→ **Task brief**: In the public comment on primary care below, condense the paragraph beginning "James Knight's comments" into a short list that keeps its main facts.

→ **Exercise text**:
In my humble opinion, the person best suited to make these kinds of decisions is the financially responsible patient working with a properly trained and credentialed health care provider of the patient’s choosing (in my view that also includes properly trained and credentialed paraprofessionals who are appropriately supervised by a responsible professional).
June 28, 2007
Public comment on primary care
From Don McCanne, M.D.
James Knight’s comments on “economical care” are puzzling. A strong primary care infrastructure has been proven repeatedly to provide higher quality care by ensuring better access to more appropriate care, and does so at a lower cost. Yet he cynically dismisses primary care as a “holy grail” and suggests using in-store clinics. In-store clinics provide only single-visit care for very minor problems and can’t possibly manage major acute or chronic problems. He apparently would abandon the benefit of coordinated, integrated care in a primary care medical home.

→ **Data for review**:
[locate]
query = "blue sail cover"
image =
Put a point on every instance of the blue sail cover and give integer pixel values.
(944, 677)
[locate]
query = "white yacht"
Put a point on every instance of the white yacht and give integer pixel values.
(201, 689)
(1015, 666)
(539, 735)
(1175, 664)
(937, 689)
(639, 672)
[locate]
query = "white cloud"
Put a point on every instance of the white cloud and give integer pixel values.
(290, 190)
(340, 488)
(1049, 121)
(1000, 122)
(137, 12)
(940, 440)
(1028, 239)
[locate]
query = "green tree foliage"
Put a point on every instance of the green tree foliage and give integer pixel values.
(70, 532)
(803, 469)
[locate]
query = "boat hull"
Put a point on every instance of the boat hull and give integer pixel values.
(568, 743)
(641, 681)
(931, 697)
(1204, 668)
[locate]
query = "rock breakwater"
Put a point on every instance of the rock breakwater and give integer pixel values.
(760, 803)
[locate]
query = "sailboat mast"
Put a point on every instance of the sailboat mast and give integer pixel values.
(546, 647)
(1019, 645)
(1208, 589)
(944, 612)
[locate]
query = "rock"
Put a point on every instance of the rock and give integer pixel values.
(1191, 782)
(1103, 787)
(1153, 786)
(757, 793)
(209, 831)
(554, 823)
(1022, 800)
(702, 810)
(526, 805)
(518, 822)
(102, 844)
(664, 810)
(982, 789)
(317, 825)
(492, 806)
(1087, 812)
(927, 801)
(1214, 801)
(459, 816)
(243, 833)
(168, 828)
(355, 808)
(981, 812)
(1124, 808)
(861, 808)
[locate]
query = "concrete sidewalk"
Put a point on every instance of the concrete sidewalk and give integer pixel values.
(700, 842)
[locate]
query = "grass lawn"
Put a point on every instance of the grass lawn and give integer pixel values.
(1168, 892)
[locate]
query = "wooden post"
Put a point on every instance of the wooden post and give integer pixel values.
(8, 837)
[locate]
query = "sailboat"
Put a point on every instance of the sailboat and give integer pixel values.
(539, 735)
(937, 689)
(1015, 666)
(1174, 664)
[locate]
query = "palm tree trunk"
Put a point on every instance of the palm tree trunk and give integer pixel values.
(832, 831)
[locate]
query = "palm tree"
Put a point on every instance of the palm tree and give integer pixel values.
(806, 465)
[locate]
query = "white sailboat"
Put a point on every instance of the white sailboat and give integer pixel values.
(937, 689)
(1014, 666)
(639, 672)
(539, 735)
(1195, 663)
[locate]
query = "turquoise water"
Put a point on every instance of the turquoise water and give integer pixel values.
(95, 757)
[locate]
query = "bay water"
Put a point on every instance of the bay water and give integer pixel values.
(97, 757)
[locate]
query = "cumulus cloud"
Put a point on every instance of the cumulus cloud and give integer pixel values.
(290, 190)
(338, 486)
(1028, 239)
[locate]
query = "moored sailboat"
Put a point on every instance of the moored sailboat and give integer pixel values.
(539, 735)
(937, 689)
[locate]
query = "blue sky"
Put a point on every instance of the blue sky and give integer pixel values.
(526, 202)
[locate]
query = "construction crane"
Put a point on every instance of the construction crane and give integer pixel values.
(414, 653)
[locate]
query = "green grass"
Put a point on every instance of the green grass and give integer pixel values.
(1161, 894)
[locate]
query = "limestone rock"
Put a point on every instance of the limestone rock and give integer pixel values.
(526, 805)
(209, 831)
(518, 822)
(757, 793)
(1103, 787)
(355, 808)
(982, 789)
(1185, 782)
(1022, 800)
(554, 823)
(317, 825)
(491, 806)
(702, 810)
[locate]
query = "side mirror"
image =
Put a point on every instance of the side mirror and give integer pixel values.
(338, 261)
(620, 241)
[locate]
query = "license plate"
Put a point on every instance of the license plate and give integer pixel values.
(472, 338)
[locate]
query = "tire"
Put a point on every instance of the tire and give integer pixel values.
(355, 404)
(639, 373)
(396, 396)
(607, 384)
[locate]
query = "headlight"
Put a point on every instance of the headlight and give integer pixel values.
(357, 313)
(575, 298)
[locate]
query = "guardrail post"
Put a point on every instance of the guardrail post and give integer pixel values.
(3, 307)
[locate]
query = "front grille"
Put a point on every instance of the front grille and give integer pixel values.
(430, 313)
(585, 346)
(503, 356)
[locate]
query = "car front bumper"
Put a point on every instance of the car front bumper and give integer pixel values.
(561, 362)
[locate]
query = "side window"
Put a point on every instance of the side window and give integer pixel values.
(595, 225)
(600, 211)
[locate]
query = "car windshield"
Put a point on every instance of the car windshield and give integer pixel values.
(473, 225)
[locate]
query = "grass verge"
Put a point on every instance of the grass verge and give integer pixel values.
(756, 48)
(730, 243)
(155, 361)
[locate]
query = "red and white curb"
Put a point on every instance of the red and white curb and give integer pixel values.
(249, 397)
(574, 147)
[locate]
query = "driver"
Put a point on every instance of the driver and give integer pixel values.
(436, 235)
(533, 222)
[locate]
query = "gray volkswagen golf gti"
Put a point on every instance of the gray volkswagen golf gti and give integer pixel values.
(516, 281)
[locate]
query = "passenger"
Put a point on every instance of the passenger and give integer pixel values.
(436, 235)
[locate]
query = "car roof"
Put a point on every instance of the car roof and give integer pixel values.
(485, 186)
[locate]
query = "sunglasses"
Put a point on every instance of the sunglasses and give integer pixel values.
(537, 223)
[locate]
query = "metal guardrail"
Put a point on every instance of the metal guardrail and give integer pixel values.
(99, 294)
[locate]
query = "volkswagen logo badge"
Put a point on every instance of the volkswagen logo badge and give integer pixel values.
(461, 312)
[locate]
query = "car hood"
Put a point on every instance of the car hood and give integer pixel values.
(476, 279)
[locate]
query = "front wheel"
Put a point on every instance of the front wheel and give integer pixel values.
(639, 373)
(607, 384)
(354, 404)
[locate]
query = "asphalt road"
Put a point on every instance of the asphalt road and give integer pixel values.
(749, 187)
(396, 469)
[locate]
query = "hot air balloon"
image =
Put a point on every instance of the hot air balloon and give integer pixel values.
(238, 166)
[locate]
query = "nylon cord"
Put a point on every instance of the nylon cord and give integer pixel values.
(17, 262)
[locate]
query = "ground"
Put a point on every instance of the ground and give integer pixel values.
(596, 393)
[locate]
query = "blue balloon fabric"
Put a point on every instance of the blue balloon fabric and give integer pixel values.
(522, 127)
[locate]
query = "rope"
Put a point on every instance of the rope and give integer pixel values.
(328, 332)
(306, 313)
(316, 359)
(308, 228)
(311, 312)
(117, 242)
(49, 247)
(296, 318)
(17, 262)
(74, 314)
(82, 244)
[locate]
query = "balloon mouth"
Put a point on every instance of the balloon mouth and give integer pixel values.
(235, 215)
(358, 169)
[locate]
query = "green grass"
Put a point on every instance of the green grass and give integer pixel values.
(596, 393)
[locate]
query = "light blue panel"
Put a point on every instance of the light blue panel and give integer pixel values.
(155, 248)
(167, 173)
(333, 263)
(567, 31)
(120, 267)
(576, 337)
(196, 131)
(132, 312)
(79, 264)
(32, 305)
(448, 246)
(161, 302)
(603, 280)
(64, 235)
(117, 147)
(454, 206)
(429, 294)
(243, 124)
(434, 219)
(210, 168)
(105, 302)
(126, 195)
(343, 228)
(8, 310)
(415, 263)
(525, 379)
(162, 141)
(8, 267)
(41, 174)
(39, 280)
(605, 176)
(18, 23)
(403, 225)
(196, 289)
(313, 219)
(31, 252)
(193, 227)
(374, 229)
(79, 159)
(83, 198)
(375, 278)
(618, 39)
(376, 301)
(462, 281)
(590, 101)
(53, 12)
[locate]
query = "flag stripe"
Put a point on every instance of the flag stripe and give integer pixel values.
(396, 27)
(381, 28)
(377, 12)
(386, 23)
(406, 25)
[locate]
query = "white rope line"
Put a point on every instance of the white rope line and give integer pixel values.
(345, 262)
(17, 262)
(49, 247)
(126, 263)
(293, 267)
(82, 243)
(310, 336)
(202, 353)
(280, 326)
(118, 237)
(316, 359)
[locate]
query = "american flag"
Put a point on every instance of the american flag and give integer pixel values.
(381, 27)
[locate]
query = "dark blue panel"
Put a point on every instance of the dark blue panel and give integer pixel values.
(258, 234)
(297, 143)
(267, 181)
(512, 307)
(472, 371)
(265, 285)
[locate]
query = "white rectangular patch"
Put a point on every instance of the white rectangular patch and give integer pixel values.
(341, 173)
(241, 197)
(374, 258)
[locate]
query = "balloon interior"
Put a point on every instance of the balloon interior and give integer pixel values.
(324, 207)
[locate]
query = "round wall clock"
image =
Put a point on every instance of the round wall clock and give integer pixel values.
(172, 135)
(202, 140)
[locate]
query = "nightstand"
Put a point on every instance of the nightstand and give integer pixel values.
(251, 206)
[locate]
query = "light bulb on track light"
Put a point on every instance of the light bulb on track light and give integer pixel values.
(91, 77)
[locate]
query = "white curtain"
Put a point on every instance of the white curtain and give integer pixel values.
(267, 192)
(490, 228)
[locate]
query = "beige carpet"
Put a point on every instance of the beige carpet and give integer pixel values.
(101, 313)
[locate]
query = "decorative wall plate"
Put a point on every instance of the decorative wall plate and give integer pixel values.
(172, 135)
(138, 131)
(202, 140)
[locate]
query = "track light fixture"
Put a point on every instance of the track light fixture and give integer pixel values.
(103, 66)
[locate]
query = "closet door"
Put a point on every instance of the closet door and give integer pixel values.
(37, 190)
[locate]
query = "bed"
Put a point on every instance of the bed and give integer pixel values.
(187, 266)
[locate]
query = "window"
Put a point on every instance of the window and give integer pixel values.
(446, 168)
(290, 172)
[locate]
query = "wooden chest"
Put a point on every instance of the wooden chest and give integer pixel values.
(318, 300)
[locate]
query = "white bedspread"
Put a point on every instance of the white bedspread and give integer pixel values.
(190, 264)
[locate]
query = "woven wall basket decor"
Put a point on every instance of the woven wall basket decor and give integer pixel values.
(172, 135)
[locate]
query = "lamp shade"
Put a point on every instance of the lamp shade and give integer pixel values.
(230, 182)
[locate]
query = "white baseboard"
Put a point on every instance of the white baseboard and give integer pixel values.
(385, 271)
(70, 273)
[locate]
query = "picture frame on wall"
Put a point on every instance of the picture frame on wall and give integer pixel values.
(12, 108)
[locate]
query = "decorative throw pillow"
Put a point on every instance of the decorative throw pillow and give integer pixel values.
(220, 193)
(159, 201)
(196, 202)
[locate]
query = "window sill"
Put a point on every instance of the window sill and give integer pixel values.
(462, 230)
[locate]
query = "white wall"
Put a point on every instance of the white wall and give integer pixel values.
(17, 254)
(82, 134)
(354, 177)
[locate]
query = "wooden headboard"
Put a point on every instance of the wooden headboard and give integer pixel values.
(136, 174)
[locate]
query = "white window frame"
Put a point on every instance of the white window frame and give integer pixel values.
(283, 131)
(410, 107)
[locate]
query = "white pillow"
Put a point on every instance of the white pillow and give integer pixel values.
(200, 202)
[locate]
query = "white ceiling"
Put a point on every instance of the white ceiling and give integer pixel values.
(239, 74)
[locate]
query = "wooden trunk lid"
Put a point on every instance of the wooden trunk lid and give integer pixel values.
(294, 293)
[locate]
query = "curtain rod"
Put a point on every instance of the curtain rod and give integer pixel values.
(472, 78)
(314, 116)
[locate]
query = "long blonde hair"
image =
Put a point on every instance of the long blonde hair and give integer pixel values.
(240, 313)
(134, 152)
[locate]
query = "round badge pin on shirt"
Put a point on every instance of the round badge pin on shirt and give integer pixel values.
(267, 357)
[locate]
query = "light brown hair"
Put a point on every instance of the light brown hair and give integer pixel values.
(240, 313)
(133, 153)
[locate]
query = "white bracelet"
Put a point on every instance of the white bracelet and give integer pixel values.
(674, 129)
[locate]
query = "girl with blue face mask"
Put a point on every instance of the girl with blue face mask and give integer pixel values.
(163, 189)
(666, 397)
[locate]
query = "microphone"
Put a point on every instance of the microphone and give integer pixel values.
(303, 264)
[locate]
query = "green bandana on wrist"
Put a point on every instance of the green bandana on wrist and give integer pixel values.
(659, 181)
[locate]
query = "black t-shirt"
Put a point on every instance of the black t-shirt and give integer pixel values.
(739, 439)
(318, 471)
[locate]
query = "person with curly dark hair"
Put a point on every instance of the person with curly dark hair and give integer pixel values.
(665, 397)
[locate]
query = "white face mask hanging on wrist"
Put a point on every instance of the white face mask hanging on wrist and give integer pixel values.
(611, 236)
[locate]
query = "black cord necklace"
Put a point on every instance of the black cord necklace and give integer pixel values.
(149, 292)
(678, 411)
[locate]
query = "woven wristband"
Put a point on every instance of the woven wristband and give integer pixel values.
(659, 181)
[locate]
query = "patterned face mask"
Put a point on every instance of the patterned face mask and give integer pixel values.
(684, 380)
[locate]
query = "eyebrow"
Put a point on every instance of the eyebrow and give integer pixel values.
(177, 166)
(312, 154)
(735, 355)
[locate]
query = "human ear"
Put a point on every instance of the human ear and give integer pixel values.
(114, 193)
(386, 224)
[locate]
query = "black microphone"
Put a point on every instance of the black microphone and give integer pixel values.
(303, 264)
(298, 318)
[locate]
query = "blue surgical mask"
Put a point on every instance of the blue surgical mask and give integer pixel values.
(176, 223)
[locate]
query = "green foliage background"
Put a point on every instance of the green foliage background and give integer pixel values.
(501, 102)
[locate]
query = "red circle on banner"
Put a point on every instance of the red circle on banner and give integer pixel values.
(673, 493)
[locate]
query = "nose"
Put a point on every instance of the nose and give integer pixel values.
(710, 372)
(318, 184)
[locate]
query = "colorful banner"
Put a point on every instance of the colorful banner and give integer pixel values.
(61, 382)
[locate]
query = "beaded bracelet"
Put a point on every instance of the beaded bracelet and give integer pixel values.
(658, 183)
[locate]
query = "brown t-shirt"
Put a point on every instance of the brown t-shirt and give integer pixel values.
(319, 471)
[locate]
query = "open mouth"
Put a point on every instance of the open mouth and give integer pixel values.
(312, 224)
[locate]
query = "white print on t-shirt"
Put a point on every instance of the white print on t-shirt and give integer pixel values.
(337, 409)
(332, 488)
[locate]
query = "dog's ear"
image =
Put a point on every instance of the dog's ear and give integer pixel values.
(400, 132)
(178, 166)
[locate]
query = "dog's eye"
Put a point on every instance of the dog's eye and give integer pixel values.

→ **The answer**:
- James Knight's comments on "economical care" are puzzling.
- A strong primary care infrastructure has repeatedly been proven to give higher quality care at lower cost by ensuring better access to more appropriate care.
- Knight cynically dismisses primary care as a "holy grail" and suggests in-store clinics instead.
- In-store clinics offer only single-visit care for very minor problems and cannot manage major acute or chronic problems.
- He would apparently give up the benefit of coordinated, integrated care in a primary care medical home.